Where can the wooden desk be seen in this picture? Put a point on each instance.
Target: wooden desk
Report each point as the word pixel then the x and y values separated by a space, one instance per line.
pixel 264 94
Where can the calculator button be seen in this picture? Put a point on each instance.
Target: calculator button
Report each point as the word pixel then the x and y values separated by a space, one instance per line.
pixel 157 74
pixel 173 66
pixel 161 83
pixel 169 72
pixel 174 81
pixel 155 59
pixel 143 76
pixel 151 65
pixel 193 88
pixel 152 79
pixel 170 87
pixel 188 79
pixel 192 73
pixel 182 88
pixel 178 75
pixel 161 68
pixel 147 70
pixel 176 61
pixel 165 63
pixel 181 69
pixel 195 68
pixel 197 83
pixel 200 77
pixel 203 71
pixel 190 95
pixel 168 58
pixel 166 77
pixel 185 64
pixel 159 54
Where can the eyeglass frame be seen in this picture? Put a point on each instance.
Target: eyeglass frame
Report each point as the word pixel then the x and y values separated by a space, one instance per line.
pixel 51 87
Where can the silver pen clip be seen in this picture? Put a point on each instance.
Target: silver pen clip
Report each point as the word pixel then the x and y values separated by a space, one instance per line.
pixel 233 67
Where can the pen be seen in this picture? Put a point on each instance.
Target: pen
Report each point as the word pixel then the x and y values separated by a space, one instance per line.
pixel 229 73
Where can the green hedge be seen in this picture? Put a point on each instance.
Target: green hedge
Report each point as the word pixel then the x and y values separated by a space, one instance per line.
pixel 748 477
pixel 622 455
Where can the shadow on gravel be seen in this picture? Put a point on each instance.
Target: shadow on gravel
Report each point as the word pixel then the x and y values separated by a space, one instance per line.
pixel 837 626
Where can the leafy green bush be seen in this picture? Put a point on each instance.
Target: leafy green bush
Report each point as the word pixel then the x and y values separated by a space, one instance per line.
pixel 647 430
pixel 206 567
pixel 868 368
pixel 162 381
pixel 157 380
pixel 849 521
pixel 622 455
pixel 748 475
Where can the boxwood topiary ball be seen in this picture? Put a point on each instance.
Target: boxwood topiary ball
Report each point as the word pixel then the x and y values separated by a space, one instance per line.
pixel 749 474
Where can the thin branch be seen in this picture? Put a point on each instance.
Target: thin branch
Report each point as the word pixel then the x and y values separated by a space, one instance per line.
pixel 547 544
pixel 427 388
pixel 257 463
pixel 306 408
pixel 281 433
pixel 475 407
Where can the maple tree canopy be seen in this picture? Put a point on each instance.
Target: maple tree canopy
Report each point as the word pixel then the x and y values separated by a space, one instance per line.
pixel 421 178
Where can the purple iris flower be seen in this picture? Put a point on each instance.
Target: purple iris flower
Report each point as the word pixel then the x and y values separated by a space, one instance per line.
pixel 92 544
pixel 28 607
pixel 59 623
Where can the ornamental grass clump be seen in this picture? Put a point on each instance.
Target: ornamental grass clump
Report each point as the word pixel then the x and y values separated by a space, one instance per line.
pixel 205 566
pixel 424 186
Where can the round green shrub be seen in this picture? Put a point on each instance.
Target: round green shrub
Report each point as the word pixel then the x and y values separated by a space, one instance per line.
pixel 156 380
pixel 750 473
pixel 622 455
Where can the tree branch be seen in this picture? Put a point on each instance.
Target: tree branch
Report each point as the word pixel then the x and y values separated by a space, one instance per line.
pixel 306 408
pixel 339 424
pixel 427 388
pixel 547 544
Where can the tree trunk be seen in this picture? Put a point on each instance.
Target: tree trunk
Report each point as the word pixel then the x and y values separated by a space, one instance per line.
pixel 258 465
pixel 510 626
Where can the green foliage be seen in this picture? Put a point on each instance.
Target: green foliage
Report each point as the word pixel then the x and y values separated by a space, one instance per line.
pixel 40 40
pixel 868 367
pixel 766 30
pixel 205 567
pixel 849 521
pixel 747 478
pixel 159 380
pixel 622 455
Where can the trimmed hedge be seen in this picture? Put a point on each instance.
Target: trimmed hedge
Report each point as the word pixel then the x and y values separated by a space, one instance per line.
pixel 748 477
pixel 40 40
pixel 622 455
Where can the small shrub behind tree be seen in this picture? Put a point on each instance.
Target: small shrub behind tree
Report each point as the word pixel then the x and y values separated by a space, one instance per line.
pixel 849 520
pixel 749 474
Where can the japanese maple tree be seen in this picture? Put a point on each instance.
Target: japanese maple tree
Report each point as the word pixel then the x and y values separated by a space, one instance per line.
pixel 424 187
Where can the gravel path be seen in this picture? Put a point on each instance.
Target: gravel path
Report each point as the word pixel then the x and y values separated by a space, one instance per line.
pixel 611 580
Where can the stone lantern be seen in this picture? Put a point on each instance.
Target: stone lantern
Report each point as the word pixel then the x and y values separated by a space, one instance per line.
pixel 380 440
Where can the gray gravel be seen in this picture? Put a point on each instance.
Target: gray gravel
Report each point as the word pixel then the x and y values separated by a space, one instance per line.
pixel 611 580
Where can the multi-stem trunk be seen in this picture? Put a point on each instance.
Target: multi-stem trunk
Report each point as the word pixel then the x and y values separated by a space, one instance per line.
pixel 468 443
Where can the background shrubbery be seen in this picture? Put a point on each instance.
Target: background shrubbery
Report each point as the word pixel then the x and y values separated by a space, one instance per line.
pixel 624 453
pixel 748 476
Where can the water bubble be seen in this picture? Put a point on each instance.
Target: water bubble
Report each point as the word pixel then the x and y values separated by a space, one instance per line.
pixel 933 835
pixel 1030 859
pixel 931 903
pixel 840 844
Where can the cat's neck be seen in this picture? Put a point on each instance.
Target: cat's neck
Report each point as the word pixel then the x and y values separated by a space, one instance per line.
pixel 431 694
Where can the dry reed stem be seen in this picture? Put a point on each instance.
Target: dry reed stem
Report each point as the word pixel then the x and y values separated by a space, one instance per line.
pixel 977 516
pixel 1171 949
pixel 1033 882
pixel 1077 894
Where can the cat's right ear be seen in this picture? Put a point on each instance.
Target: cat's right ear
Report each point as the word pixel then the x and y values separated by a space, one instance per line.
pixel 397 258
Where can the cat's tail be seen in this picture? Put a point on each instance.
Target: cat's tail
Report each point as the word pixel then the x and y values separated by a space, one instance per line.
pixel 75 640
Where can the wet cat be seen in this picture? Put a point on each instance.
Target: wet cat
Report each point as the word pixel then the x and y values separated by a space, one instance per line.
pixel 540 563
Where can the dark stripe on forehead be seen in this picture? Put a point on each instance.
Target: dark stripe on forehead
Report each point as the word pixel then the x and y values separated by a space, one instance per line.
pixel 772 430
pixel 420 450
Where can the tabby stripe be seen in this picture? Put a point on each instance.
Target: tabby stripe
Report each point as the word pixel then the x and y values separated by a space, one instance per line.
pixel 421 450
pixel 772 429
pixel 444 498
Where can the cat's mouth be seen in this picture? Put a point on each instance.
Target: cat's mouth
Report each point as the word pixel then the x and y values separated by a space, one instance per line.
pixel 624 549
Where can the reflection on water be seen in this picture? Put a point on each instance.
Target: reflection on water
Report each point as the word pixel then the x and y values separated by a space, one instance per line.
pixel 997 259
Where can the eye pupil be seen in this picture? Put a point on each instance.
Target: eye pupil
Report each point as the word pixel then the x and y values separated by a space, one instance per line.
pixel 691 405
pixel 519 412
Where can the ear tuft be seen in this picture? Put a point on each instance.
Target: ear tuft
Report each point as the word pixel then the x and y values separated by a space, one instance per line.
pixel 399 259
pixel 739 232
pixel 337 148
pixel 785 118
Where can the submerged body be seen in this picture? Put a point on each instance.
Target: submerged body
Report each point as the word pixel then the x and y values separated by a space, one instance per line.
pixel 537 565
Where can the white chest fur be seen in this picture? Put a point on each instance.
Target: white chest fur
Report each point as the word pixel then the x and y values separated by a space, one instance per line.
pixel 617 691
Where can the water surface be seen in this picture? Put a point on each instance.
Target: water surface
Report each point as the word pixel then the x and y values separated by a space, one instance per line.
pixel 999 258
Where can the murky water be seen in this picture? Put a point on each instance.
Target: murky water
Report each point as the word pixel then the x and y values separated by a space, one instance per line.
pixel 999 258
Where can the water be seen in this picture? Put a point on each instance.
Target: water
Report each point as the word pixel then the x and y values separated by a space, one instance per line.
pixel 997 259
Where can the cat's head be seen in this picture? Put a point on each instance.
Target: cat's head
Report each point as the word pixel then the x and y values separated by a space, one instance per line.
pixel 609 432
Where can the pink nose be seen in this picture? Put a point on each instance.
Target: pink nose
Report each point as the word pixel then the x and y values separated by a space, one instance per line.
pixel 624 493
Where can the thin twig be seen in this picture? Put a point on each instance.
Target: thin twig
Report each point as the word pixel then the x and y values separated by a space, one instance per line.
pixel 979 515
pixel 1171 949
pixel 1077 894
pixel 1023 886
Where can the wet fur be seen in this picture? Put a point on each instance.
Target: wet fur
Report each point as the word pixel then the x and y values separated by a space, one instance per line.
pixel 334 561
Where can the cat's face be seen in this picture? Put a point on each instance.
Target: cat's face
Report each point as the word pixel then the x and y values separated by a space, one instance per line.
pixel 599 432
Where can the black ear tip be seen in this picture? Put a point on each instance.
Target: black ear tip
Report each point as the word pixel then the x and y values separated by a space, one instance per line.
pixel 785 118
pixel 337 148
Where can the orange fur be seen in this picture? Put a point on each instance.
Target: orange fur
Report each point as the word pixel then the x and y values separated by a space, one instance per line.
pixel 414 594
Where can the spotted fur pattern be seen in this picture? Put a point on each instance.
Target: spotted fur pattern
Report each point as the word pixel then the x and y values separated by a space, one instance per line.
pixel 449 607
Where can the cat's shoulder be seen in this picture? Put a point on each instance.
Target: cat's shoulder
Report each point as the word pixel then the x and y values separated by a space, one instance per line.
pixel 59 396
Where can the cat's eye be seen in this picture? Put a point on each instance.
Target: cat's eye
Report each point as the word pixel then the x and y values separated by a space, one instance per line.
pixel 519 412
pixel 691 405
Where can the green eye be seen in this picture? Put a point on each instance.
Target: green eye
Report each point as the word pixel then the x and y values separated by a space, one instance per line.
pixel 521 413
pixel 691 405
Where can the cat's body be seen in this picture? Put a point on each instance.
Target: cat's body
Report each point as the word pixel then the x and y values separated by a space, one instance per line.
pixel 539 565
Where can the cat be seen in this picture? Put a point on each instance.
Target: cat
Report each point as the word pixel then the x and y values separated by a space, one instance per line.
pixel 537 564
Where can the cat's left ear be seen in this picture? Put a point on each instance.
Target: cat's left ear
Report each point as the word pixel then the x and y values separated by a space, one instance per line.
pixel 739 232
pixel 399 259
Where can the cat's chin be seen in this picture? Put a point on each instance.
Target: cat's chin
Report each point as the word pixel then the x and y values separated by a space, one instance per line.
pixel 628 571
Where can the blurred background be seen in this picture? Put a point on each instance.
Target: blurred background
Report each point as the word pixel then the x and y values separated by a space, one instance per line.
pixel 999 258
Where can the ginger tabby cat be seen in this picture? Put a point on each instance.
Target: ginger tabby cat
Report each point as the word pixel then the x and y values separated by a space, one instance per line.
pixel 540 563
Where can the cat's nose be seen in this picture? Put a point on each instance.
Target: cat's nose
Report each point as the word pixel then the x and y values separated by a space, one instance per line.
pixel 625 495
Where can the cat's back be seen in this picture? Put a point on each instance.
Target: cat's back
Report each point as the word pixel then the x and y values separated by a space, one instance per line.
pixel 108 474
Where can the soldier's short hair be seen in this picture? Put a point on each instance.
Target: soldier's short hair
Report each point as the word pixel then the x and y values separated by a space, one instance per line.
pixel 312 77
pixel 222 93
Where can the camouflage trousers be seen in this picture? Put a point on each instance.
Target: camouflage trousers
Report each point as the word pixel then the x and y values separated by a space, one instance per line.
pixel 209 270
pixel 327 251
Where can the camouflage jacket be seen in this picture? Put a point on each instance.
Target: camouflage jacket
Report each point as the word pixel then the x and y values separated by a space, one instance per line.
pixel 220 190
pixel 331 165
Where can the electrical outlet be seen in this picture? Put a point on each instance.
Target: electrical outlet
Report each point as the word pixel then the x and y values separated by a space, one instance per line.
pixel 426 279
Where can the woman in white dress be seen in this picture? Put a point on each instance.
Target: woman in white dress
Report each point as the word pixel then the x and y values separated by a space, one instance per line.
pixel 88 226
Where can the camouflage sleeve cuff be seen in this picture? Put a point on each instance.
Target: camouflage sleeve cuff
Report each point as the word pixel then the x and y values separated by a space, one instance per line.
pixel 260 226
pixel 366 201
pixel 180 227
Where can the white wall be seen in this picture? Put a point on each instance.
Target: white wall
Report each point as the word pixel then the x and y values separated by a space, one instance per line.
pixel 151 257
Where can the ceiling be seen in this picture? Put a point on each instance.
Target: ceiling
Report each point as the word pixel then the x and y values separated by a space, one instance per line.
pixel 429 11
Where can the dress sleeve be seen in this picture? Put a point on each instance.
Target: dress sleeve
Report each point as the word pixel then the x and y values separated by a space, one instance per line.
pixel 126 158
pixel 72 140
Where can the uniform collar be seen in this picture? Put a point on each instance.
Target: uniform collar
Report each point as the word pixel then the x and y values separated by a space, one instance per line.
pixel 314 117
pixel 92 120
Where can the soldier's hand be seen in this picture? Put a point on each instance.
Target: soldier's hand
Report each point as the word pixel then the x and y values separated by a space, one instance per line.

####

* Exercise instructions *
Show every line in the listing above that carries the word "woman".

* Response for this exercise *
Where can the woman in white dress be seen in this picture? Put a point on each instance.
Target: woman in white dress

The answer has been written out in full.